__YOUR OBJECTIVE__:
Please put all of the records below into a Markdown table with two columns, No. and Record, giving each row a number and leaving out any blank lines.

════════

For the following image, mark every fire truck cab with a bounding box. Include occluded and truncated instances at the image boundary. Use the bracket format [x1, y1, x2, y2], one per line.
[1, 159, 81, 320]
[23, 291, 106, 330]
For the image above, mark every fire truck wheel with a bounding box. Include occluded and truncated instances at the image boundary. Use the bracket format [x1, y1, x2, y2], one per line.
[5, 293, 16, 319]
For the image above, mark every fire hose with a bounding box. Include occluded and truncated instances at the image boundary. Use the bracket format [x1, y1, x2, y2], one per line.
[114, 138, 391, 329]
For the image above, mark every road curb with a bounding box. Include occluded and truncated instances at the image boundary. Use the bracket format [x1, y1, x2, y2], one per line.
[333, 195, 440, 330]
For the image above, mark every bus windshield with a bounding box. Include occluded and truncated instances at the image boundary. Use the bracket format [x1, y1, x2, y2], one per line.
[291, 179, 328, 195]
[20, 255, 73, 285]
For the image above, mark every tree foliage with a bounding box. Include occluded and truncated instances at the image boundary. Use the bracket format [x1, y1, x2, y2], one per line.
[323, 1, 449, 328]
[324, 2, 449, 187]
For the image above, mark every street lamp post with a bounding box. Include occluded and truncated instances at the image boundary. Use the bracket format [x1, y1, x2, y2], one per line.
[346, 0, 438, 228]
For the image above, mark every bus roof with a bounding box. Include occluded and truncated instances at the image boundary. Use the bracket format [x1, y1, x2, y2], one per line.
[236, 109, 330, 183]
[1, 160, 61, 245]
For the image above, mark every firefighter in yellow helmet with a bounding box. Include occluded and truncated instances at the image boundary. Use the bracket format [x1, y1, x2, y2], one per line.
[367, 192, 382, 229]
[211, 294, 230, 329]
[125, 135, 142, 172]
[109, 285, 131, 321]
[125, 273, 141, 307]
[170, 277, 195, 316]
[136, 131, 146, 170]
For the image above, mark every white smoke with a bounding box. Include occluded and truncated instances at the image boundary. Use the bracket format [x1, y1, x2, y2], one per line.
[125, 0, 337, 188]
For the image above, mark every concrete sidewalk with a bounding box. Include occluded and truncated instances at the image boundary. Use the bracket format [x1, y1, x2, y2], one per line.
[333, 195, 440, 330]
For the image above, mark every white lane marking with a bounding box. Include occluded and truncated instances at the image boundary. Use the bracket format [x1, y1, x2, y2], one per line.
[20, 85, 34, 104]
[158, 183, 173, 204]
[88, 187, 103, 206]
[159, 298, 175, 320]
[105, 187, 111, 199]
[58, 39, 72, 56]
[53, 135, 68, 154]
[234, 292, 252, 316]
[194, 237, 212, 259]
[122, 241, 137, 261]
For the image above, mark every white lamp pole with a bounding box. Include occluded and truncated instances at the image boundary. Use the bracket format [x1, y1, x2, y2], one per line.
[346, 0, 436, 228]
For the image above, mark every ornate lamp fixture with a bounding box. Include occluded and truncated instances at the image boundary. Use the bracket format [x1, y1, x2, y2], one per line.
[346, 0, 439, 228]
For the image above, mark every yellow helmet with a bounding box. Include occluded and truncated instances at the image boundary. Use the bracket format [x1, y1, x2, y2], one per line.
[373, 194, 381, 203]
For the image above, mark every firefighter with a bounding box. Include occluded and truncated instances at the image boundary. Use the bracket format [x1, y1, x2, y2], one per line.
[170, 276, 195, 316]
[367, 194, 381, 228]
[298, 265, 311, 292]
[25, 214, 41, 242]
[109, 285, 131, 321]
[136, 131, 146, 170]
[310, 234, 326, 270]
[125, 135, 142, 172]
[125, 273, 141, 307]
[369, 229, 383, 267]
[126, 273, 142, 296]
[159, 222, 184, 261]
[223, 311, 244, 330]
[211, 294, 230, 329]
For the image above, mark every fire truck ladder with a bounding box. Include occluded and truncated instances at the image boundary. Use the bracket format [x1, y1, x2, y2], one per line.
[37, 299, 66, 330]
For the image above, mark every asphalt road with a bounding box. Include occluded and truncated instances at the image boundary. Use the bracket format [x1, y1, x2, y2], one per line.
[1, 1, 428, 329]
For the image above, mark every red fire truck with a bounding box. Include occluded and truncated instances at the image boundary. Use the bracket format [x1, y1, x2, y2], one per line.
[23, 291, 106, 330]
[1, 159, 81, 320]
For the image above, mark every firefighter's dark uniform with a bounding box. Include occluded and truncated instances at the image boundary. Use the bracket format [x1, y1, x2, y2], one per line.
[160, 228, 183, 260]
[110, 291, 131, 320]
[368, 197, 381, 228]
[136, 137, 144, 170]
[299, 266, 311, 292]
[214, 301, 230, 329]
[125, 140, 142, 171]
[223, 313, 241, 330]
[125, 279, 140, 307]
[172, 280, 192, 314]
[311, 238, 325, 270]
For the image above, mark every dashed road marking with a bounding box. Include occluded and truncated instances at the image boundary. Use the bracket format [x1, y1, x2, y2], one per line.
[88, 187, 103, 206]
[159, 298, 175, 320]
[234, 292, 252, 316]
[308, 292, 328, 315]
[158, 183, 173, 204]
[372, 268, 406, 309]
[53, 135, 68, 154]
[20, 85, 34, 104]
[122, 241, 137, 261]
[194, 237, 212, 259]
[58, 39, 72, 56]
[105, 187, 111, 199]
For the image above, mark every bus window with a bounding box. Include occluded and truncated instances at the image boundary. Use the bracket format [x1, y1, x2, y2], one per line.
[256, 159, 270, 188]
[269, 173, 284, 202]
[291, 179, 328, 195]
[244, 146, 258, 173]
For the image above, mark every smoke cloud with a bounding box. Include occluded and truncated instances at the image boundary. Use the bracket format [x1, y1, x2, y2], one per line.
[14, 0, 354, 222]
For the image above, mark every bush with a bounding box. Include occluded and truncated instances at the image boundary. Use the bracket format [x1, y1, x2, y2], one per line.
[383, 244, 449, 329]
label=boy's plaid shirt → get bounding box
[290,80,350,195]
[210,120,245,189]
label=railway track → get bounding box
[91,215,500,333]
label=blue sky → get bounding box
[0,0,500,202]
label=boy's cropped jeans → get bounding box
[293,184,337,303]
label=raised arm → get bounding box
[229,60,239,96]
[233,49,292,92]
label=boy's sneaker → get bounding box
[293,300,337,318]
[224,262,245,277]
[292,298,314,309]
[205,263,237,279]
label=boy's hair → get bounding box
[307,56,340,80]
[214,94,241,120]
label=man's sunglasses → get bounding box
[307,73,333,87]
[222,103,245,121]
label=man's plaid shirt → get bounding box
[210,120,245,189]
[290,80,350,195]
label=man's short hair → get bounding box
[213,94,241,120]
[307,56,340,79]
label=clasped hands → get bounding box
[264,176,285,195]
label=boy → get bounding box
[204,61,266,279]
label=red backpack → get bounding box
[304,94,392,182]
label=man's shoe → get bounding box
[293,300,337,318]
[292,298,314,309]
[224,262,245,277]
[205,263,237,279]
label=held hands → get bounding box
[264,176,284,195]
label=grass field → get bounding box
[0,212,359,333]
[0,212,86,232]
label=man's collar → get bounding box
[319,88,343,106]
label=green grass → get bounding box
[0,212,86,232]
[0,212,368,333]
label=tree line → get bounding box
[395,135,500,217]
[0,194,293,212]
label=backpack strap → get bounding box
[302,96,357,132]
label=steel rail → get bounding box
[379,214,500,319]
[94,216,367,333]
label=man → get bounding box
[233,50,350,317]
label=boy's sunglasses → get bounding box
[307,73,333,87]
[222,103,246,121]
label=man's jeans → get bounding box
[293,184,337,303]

════════

__WRITTEN RESPONSE__:
| No. | Record |
|---|---|
| 1 | For the following image, mark every fire truck cab with a bounding box. Include occluded and truncated instances at the image boundary. Use the bracket format [x1, y1, x2, y2], one per line. |
| 2 | [1, 159, 81, 320] |
| 3 | [23, 291, 106, 330] |
| 4 | For the image above, mark every fire truck wheel with a bounding box. Include occluded and truncated instances at the image boundary. Use the bracket format [x1, y1, x2, y2], one per line. |
| 5 | [5, 293, 16, 319] |
| 6 | For the image above, mark every fire hose with a bounding box. Include occluded and truncated instances at the image boundary. Use the bracket format [x1, y1, x2, y2], one per line. |
| 7 | [114, 138, 391, 329] |
| 8 | For the image above, mark every road curb with a bounding box. Include occluded and truncated instances at the image boundary. Use the bracket format [x1, y1, x2, y2], one per line. |
| 9 | [333, 195, 440, 330] |
| 10 | For the image above, mark every bus windshield with a bounding box. Include occluded and truncated instances at the image boundary. Use the bracket format [x1, y1, x2, y2], one per line. |
| 11 | [291, 179, 328, 195] |
| 12 | [20, 255, 73, 285] |
| 13 | For the image above, mark every tree foliage with a bounding box. Include occluded and truncated instances at the image boundary. Use the bracket format [x1, y1, x2, y2], one per line. |
| 14 | [323, 1, 449, 328] |
| 15 | [324, 2, 449, 187] |
| 16 | For the image above, mark every street lamp post with a bounding box. Include occluded and truncated instances at the image boundary. Use the bracket format [x1, y1, x2, y2], one per line. |
| 17 | [346, 0, 438, 228] |
| 18 | For the image above, mark every bus roof with a bounding box. Include occluded and truncated instances at the image boundary. Use the bracket format [x1, y1, x2, y2], one per line. |
| 19 | [236, 109, 330, 183] |
| 20 | [1, 160, 61, 245] |
| 21 | For the image above, mark every firefighter in yellow helmet with a bounding box. Include occluded and truncated instances at the image boundary. Use the bracket format [x1, y1, x2, y2], one per line. |
| 22 | [367, 192, 382, 229] |
| 23 | [211, 294, 230, 329] |
| 24 | [125, 135, 142, 172] |
| 25 | [109, 285, 131, 321] |
| 26 | [125, 273, 141, 307] |
| 27 | [170, 277, 195, 316] |
| 28 | [136, 131, 146, 170] |
| 29 | For the image above, mark every white smoke with a bounding box. Include occluded and truncated instances at the image boundary. Use the bracket format [x1, y1, x2, y2], one per line. |
| 30 | [125, 0, 337, 188] |
| 31 | For the image above, mark every concrete sidewalk with a bounding box. Include occluded and truncated instances at the image boundary. Use the bracket format [x1, y1, x2, y2], one per line. |
| 32 | [333, 195, 440, 330] |
| 33 | For the image above, mark every white lane marking with a bounding box. Include occluded and truncated instances at the image boundary. Use the bracket format [x1, y1, x2, y2], one per line. |
| 34 | [20, 85, 34, 104] |
| 35 | [158, 183, 173, 204] |
| 36 | [88, 187, 103, 206] |
| 37 | [159, 298, 175, 320] |
| 38 | [105, 187, 111, 199] |
| 39 | [58, 39, 72, 56] |
| 40 | [53, 135, 68, 154] |
| 41 | [234, 292, 252, 316] |
| 42 | [194, 237, 212, 259] |
| 43 | [122, 241, 137, 261] |
| 44 | For the image above, mark every white lamp pole with a bounding box. Include occluded and truncated instances at the image boundary. Use the bracket format [x1, y1, x2, y2], one per line. |
| 45 | [346, 0, 436, 228] |
| 46 | For the image above, mark every ornate lamp fixture with a bounding box. Include occluded and truncated instances at the image boundary. Use the bracket format [x1, y1, x2, y2], one per line. |
| 47 | [346, 0, 439, 228] |
| 48 | For the image above, mark every yellow helmet with a bounding box. Include occluded and truncated instances at the image boundary. Use the bracket format [x1, y1, x2, y2], one per line. |
| 49 | [373, 194, 381, 203] |
| 50 | For the image above, mark every firefighter with a bounding box. Include occluded and truncated instances at the image boundary. Use the bracket format [x1, y1, x2, y2], one per line. |
| 51 | [170, 276, 195, 316] |
| 52 | [367, 194, 381, 228] |
| 53 | [298, 265, 311, 292] |
| 54 | [25, 214, 41, 242] |
| 55 | [109, 285, 131, 321] |
| 56 | [136, 131, 146, 170] |
| 57 | [310, 234, 326, 270] |
| 58 | [125, 135, 142, 172] |
| 59 | [125, 273, 141, 307] |
| 60 | [369, 229, 383, 267] |
| 61 | [126, 273, 142, 296] |
| 62 | [159, 222, 184, 261] |
| 63 | [223, 311, 244, 330] |
| 64 | [211, 294, 230, 329] |
| 65 | For the image above, mark every fire truck ladder with a bounding box. Include occluded and truncated instances at the image boundary. Use the bracket format [x1, y1, x2, y2], one per line. |
| 66 | [37, 299, 66, 330] |
| 67 | For the image above, mark every asphalt road with a bounding box. Include occluded and truncated instances at the image boundary. Use the bracket format [x1, y1, x2, y2], one per line. |
| 68 | [1, 1, 428, 329] |
| 69 | For the image above, mark every red fire truck with a bounding box. Include occluded and truncated instances at the image boundary. Use the bracket format [x1, y1, x2, y2], one per line. |
| 70 | [23, 291, 106, 330] |
| 71 | [1, 159, 81, 320] |
| 72 | For the image above, mark every firefighter's dark uniform with a bounding box. Include occluded and truncated instances at the image boundary. Use the bracket format [x1, y1, x2, y2], one per line. |
| 73 | [160, 228, 183, 260] |
| 74 | [110, 291, 131, 320] |
| 75 | [368, 197, 381, 228] |
| 76 | [136, 137, 144, 170] |
| 77 | [299, 266, 311, 292] |
| 78 | [214, 301, 230, 329] |
| 79 | [125, 140, 142, 171] |
| 80 | [223, 313, 241, 330] |
| 81 | [125, 279, 140, 307] |
| 82 | [172, 280, 192, 314] |
| 83 | [311, 238, 325, 270] |
| 84 | For the image above, mark every dashed road marking with a bounding box. Include occluded and truncated instances at the image boundary. Use the bracket format [x1, y1, x2, y2], one per line. |
| 85 | [88, 187, 103, 206] |
| 86 | [159, 298, 175, 320] |
| 87 | [234, 292, 252, 316] |
| 88 | [308, 292, 328, 315] |
| 89 | [158, 183, 173, 204] |
| 90 | [372, 268, 406, 309] |
| 91 | [53, 135, 68, 154] |
| 92 | [20, 85, 34, 104] |
| 93 | [122, 241, 137, 261] |
| 94 | [194, 237, 212, 259] |
| 95 | [58, 39, 72, 56] |
| 96 | [105, 187, 111, 199] |
| 97 | For the image above, mark every bus window with a bounding box. Include occluded and truncated instances at the image boundary. Use the bracket format [x1, y1, x2, y2], one per line. |
| 98 | [256, 159, 270, 188] |
| 99 | [269, 173, 284, 202] |
| 100 | [291, 179, 328, 195] |
| 101 | [244, 146, 258, 173] |
| 102 | For the image above, mark every smoke cloud with a bounding box. Include occluded and truncated instances at the image boundary. Use the bracket format [x1, y1, x2, y2], one per line. |
| 103 | [14, 0, 354, 222] |
| 104 | For the image above, mark every bush with a bounding box. Include occluded and truncated instances at the image boundary. Use the bracket format [x1, y1, x2, y2], one per line. |
| 105 | [383, 244, 449, 329] |
| 106 | label=boy's plaid shirt → get bounding box |
| 107 | [290,80,350,195] |
| 108 | [210,120,245,189] |
| 109 | label=railway track → get bounding box |
| 110 | [91,215,500,333] |
| 111 | label=blue sky → get bounding box |
| 112 | [0,0,500,202] |
| 113 | label=boy's cropped jeans → get bounding box |
| 114 | [293,184,337,303] |
| 115 | label=raised arm → get bounding box |
| 116 | [229,60,239,96] |
| 117 | [233,49,292,92] |
| 118 | label=boy's sneaker → get bounding box |
| 119 | [293,300,337,318] |
| 120 | [224,262,245,277] |
| 121 | [292,298,314,309] |
| 122 | [205,263,237,279] |
| 123 | label=boy's hair → get bounding box |
| 124 | [307,56,340,80] |
| 125 | [214,94,241,120] |
| 126 | label=man's sunglasses → get bounding box |
| 127 | [307,73,333,87] |
| 128 | [222,103,245,121] |
| 129 | label=man's plaid shirt → get bounding box |
| 130 | [210,120,245,189] |
| 131 | [290,80,350,195] |
| 132 | label=man's short hair → get bounding box |
| 133 | [213,94,241,120] |
| 134 | [307,56,340,79] |
| 135 | label=clasped hands → get bounding box |
| 136 | [264,176,285,195] |
| 137 | label=boy → get bounding box |
| 138 | [204,61,266,279] |
| 139 | label=red backpack → get bounding box |
| 140 | [304,94,392,182] |
| 141 | label=man's shoe → get bounding box |
| 142 | [293,300,337,318] |
| 143 | [292,298,314,309] |
| 144 | [224,262,245,277] |
| 145 | [205,263,237,279] |
| 146 | label=held hands → get bounding box |
| 147 | [264,176,284,195] |
| 148 | label=grass field → get bounding box |
| 149 | [0,212,359,333] |
| 150 | [0,212,86,232] |
| 151 | label=man's collar → get bounding box |
| 152 | [319,88,343,106] |
| 153 | label=green grass → get bounding box |
| 154 | [0,212,86,232] |
| 155 | [0,212,368,333] |
| 156 | label=tree line → get bounding box |
| 157 | [395,135,500,217] |
| 158 | [0,194,293,212] |
| 159 | label=backpack strap → get bounding box |
| 160 | [302,96,357,132] |
| 161 | label=steel rail → get bounding box |
| 162 | [379,214,500,319] |
| 163 | [94,216,367,333] |
| 164 | label=man → get bounding box |
| 165 | [233,50,350,317] |
| 166 | label=boy's sunglasses → get bounding box |
| 167 | [307,73,333,87] |
| 168 | [222,103,246,121] |
| 169 | label=man's jeans → get bounding box |
| 170 | [293,184,337,303] |